(What to do):
Keep only the lines below that contain the string "tower", and copy each of them out. Case counts.

(Information supplied):

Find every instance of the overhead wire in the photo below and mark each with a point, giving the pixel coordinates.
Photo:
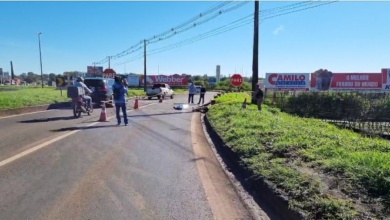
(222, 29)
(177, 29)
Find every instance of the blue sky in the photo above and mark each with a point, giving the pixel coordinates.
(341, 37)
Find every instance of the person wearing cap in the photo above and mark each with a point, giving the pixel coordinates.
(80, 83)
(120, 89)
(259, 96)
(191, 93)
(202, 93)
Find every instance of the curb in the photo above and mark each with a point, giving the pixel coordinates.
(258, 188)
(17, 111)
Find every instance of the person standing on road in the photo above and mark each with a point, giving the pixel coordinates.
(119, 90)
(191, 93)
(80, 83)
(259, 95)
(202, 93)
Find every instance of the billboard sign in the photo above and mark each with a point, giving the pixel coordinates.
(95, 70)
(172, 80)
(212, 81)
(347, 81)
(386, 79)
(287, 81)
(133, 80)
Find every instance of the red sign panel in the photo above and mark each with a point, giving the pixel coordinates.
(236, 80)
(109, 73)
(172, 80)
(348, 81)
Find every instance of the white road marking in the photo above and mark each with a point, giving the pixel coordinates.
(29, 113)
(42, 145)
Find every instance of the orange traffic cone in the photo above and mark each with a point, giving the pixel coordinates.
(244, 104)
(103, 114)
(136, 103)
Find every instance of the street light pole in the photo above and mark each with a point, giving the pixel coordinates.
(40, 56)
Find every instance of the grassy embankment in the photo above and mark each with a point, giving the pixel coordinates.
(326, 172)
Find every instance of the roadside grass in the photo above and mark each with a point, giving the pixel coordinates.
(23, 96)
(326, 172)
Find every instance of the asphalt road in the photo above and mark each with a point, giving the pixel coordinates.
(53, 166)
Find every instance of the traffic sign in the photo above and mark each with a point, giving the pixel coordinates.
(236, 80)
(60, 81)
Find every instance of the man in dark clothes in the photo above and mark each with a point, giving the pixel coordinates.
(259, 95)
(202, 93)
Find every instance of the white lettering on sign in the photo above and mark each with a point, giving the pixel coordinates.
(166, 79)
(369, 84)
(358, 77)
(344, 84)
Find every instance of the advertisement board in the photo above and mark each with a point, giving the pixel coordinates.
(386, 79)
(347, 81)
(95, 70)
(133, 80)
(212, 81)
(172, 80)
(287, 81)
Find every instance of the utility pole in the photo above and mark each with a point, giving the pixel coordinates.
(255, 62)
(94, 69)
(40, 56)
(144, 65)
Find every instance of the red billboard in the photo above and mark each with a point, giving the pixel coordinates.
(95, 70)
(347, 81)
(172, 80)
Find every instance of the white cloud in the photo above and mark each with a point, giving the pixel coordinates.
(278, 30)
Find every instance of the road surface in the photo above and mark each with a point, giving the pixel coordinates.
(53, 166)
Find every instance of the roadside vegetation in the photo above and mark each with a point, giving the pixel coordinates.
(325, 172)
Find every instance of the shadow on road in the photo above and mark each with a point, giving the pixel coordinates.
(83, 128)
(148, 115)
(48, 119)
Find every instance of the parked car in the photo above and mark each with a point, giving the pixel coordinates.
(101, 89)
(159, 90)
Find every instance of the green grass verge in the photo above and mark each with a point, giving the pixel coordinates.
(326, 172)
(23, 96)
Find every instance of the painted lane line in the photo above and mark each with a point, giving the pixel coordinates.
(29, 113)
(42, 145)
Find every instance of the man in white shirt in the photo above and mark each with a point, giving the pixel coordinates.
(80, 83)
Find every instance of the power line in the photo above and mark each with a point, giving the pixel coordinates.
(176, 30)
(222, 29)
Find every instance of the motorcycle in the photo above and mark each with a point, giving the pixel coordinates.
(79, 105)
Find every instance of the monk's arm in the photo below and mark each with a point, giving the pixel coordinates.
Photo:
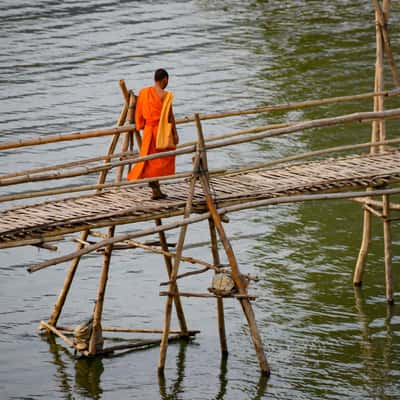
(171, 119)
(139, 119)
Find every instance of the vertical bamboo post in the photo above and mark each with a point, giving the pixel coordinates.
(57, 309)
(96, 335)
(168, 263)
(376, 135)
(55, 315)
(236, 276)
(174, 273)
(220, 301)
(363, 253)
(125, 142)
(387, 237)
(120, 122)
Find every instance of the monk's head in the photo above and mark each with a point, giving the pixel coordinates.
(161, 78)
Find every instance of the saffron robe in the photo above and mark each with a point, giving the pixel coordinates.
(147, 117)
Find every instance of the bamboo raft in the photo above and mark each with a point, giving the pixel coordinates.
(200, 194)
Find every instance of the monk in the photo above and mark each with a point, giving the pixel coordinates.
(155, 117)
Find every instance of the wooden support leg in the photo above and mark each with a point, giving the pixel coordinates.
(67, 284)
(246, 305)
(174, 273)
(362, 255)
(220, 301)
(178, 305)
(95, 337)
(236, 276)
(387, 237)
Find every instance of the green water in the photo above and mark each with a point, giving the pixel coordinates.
--
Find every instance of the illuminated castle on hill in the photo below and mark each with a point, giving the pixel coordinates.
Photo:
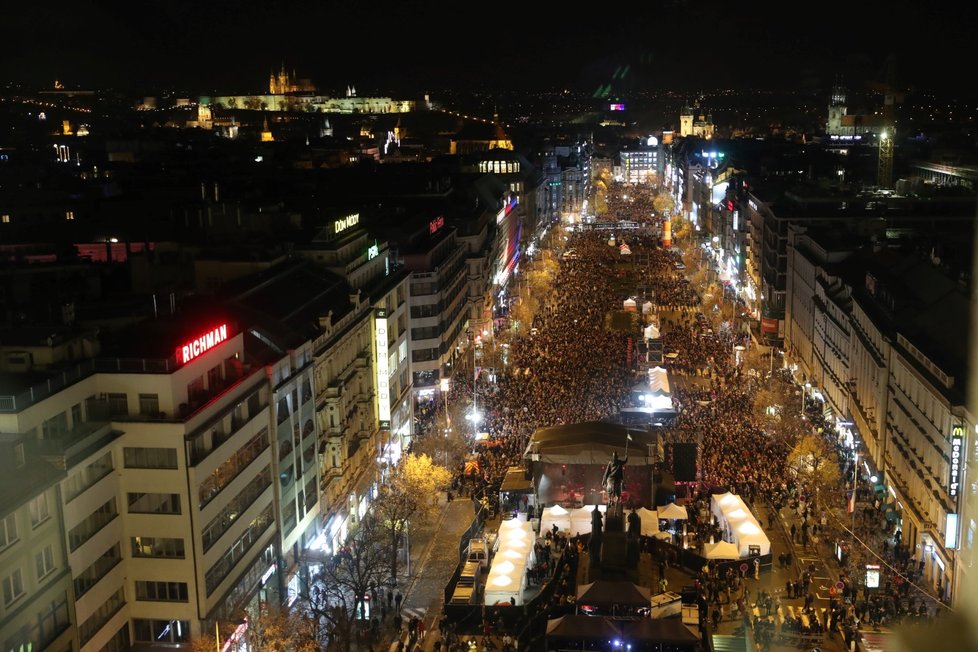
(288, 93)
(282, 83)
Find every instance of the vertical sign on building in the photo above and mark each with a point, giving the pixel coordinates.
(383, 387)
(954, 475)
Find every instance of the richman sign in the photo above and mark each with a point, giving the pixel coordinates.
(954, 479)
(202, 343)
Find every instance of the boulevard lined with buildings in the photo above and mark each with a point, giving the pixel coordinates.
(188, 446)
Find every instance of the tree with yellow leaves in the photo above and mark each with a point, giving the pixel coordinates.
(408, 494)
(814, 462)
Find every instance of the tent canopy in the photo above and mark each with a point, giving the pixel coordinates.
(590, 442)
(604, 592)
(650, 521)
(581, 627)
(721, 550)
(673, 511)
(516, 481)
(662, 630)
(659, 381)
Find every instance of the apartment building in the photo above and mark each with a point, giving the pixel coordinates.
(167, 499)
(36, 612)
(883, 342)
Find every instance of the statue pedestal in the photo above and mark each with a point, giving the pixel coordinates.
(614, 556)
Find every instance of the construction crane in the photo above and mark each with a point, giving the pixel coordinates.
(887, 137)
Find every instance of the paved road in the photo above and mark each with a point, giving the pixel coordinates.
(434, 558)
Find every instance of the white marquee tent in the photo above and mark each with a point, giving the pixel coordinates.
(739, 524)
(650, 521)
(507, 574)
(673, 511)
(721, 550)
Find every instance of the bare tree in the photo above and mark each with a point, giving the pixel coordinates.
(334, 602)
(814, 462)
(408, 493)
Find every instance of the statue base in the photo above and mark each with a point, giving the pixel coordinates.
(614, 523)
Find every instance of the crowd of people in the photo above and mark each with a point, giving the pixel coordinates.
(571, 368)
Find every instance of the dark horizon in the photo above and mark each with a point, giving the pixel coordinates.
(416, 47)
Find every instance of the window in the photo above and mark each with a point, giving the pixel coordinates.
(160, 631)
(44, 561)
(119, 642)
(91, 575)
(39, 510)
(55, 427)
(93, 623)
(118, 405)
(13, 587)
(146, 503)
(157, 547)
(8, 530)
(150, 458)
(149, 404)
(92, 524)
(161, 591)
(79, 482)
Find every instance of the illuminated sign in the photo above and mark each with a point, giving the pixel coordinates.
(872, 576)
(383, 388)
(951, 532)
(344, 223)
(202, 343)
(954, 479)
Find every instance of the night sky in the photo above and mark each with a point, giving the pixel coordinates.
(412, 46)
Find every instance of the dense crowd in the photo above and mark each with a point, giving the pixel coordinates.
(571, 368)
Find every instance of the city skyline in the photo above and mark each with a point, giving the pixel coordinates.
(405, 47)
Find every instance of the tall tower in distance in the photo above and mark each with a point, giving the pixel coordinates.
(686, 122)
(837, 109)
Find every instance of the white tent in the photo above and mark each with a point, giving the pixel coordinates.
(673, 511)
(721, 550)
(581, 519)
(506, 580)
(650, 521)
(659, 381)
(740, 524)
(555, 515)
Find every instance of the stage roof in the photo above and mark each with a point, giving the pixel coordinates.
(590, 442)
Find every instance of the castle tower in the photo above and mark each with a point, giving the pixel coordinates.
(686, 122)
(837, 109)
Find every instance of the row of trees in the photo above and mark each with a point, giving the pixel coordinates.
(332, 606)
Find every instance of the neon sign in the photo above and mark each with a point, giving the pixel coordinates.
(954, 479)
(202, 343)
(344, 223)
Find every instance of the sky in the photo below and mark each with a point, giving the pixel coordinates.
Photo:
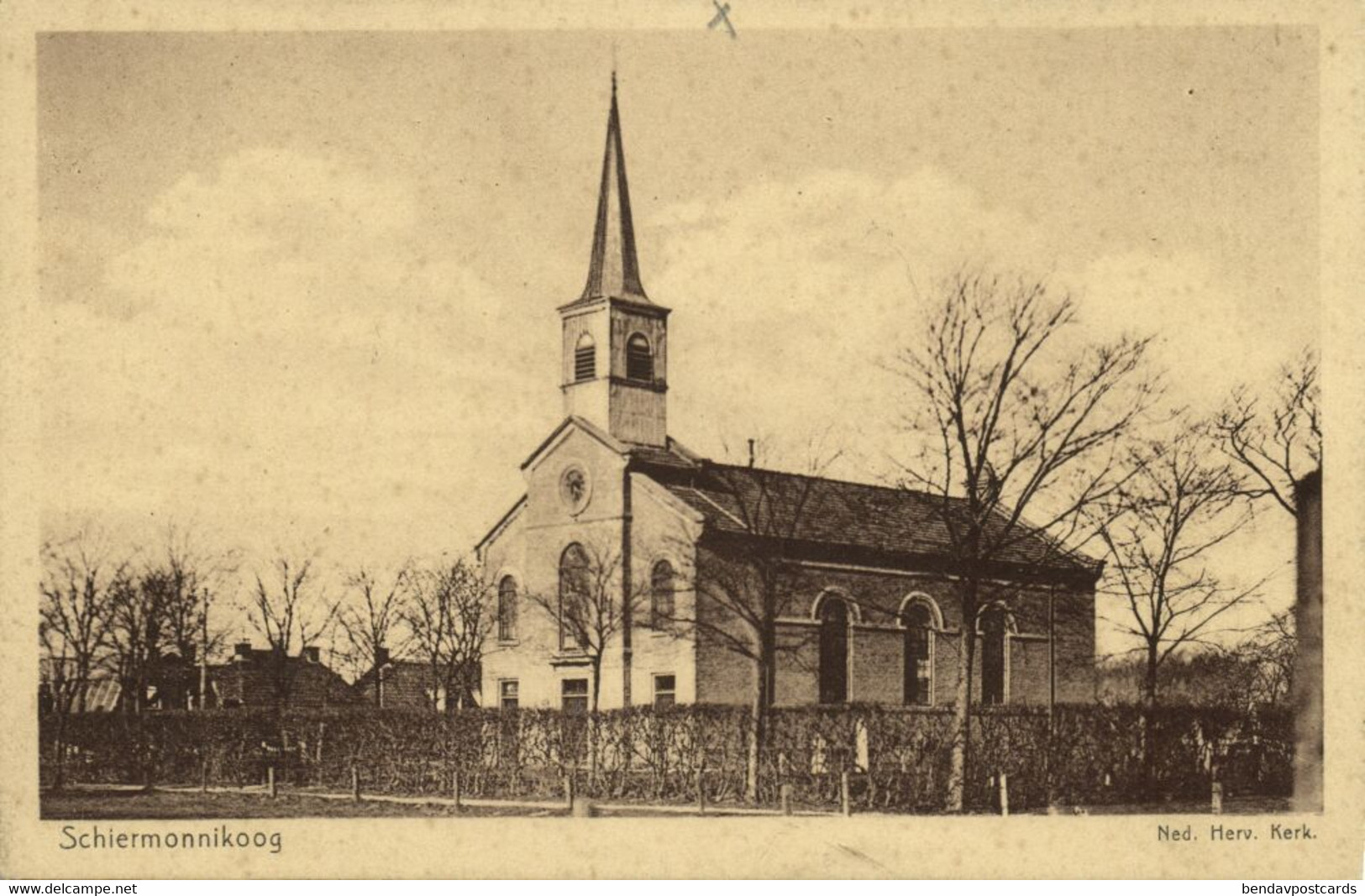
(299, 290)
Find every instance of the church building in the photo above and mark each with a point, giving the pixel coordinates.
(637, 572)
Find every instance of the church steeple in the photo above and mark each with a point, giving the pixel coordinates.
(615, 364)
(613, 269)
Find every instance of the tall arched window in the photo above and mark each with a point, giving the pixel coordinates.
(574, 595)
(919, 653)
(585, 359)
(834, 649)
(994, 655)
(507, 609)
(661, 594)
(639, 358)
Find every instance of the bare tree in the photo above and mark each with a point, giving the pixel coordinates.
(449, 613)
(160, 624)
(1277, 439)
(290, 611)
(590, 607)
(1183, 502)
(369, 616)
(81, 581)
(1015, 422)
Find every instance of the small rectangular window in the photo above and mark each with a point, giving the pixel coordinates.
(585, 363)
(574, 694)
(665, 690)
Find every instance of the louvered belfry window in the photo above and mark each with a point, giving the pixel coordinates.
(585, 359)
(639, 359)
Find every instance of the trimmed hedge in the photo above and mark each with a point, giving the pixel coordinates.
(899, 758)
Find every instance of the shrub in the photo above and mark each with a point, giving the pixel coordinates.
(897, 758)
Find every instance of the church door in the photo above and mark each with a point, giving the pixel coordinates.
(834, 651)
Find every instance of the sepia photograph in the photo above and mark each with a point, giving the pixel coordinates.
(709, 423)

(Finished task):
Find every instance of the tall tower in distance in the photo above and mark each with a point, giving the pixel coordinates.
Find every instance of the castle tower in the photo above and mark each with a point, giving the pixel coordinates.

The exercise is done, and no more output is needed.